- **WHAT IS BEING ASKED**: For the word "dining", count the lines in the records below that include it and give only that number.

- **EXTRACTED ENTRIES**:

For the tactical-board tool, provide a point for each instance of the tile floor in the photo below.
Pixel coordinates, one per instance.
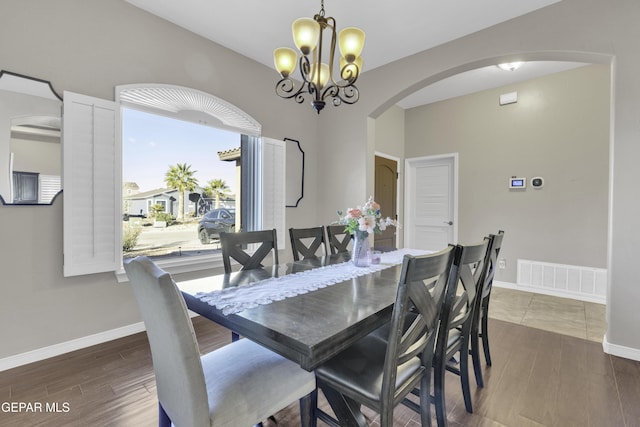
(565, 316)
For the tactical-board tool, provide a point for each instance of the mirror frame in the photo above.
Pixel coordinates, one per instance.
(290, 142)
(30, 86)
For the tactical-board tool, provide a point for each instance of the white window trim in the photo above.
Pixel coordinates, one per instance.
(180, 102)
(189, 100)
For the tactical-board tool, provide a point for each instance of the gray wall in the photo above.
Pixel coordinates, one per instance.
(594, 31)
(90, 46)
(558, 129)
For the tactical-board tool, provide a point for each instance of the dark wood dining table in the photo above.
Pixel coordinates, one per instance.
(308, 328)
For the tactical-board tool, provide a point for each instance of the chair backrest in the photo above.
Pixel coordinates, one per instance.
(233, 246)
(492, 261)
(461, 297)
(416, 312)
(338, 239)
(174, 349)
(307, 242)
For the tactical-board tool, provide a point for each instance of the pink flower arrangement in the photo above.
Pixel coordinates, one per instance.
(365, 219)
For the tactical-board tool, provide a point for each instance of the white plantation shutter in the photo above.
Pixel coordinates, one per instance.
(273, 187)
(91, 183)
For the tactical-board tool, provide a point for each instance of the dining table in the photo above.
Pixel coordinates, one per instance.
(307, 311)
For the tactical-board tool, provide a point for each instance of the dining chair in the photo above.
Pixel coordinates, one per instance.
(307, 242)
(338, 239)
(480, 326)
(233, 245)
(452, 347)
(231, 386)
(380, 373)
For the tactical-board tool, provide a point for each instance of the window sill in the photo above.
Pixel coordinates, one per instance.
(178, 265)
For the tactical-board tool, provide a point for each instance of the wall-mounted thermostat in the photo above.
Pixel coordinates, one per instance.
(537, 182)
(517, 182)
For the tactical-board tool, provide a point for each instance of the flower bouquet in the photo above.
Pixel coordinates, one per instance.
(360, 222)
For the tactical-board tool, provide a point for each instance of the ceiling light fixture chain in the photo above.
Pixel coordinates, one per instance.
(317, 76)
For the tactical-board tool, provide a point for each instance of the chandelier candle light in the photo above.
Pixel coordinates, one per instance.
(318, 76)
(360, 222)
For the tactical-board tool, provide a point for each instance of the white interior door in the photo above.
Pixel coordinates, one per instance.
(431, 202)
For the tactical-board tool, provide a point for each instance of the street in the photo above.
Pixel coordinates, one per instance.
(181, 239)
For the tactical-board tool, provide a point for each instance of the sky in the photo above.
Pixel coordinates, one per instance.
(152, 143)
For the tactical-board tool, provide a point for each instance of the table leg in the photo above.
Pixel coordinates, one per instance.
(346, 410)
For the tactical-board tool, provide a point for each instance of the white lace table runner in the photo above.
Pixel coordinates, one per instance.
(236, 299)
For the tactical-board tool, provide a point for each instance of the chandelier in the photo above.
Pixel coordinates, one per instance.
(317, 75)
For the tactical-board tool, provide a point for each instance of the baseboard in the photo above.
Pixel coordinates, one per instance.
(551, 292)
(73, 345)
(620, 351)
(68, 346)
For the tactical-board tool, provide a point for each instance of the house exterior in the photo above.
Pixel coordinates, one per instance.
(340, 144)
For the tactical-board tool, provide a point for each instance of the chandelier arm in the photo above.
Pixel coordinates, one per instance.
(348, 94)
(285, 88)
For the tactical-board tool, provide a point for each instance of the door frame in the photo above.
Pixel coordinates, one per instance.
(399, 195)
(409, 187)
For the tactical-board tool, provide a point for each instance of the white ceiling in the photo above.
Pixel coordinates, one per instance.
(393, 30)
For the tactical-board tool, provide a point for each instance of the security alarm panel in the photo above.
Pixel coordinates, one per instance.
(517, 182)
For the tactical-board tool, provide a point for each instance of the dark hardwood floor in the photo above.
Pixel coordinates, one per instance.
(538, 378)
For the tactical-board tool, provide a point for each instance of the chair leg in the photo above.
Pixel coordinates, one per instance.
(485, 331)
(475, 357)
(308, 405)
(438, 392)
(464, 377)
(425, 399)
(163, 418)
...
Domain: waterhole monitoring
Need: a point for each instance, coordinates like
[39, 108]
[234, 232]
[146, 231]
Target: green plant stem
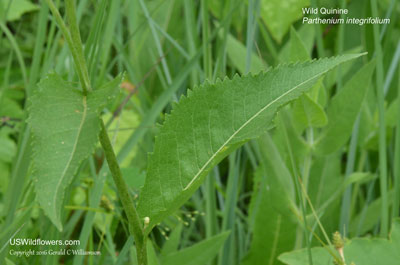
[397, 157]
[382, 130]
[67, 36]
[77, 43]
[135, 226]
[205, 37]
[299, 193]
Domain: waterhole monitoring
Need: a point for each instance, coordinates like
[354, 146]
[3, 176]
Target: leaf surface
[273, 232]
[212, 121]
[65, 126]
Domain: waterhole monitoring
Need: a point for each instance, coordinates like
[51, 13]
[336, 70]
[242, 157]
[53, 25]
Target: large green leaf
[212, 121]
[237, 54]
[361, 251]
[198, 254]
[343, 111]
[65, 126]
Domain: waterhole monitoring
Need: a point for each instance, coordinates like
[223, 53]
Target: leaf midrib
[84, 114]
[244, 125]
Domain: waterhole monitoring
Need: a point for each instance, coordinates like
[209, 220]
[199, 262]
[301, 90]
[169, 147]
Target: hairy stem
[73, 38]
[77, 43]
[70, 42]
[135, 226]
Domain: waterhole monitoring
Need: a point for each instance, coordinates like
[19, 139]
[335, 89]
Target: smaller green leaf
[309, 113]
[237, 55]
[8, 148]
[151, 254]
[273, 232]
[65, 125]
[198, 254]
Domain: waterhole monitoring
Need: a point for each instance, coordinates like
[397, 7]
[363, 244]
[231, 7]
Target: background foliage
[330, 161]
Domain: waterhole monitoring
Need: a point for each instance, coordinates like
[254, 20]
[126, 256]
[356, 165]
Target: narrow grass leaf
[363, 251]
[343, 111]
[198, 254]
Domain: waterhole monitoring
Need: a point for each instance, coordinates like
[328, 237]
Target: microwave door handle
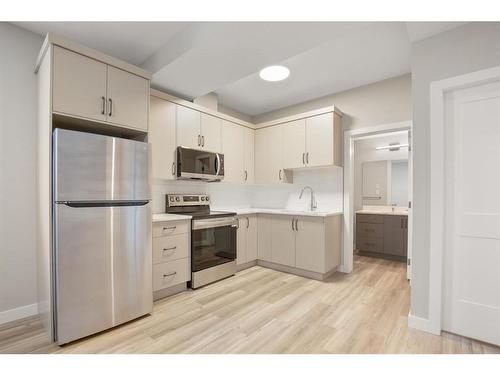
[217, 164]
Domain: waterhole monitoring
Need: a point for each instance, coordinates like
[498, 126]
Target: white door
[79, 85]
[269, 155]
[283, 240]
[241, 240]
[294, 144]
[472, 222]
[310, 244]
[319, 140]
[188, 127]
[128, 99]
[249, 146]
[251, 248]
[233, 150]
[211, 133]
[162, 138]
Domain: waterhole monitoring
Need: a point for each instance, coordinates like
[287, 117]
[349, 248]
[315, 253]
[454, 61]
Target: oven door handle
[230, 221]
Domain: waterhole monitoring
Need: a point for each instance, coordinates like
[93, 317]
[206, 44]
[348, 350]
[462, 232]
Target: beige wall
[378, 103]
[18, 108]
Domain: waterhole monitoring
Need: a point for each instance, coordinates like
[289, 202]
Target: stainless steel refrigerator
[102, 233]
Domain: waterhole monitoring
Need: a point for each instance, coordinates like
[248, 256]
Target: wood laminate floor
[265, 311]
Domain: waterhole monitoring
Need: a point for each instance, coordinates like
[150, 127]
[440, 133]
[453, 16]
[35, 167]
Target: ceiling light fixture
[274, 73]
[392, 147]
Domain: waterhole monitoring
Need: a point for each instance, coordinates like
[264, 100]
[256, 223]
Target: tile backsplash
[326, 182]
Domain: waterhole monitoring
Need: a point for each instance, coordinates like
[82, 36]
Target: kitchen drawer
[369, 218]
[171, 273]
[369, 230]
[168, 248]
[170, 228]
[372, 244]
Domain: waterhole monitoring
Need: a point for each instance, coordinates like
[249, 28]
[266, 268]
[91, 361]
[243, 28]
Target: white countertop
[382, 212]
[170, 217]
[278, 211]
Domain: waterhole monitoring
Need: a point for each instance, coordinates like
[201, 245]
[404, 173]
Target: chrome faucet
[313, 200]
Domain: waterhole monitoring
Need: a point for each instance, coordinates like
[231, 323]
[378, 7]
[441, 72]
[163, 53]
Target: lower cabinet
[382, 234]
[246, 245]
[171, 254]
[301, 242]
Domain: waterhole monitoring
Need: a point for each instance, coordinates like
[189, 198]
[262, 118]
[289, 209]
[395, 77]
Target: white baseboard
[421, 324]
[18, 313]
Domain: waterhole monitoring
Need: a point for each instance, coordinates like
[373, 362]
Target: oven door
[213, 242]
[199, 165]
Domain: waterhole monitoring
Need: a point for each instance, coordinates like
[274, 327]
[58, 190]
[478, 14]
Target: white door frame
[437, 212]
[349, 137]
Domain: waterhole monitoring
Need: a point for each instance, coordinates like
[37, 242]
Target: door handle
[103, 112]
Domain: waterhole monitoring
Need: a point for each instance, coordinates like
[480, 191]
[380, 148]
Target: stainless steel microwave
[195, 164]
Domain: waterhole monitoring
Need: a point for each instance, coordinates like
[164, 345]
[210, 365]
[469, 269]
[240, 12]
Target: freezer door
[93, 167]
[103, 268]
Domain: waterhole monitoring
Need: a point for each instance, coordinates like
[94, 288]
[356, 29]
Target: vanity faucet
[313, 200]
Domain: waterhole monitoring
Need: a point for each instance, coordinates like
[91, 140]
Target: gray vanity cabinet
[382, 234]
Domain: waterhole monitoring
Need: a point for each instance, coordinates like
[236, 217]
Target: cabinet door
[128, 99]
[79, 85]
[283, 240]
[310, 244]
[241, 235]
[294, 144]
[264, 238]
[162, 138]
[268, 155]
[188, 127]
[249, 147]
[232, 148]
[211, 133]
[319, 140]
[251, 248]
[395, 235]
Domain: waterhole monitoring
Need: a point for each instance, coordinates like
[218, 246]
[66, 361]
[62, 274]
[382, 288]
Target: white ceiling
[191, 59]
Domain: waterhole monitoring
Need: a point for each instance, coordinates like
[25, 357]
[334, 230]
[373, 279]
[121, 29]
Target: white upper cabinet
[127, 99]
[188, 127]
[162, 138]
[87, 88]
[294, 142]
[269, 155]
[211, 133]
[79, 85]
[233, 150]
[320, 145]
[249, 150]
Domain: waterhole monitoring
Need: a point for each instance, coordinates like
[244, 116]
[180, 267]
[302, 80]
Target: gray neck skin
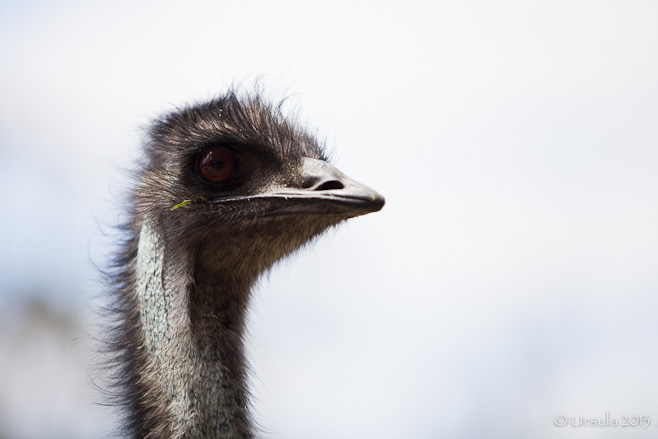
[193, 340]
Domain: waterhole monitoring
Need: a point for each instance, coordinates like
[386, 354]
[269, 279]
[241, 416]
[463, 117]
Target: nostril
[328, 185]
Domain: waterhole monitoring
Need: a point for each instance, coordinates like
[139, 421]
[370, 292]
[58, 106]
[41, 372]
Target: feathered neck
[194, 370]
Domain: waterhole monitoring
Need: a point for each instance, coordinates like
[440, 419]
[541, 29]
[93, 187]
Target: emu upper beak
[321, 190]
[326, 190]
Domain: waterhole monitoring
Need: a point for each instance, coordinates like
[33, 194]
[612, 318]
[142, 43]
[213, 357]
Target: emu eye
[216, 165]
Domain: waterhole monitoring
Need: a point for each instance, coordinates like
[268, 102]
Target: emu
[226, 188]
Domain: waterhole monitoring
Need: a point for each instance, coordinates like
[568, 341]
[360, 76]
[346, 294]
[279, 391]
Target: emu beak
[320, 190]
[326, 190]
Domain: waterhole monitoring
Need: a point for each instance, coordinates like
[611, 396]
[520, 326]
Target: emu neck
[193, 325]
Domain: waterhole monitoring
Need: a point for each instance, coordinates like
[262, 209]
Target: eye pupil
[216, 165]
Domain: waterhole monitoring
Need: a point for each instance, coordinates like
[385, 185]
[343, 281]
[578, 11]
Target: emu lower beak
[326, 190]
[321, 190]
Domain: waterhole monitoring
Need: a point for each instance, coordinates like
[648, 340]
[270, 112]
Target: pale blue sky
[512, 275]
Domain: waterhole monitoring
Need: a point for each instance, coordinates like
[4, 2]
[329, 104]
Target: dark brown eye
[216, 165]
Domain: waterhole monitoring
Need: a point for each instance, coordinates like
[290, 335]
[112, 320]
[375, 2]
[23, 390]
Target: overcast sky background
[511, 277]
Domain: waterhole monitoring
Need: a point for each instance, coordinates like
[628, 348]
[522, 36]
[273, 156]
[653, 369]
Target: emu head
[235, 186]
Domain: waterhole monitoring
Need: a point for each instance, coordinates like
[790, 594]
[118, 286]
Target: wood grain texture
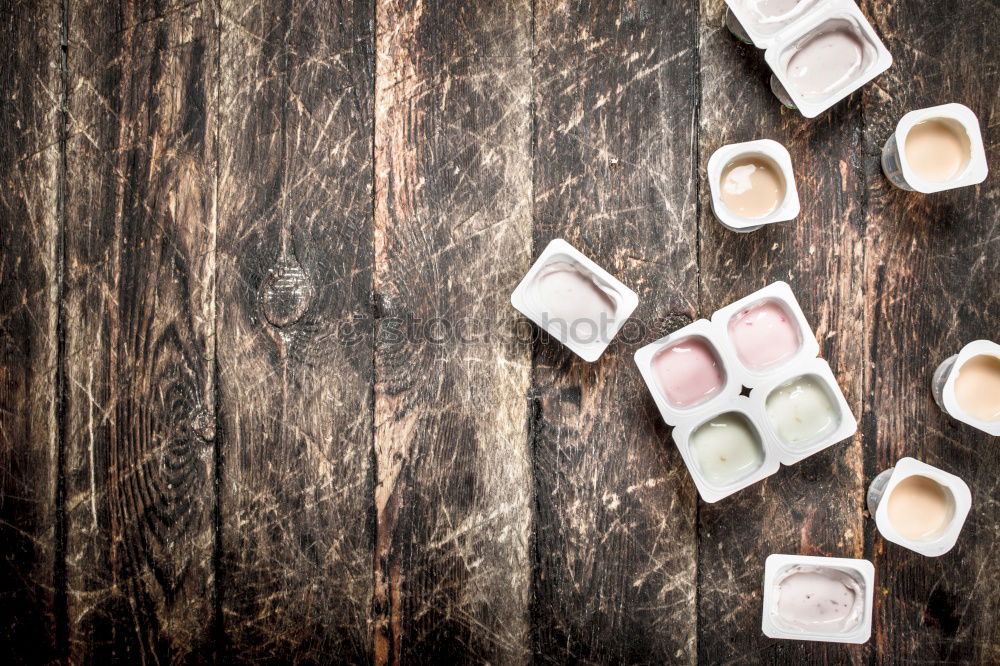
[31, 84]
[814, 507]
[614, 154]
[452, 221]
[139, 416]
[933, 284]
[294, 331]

- **COMPLETED TASK**: 3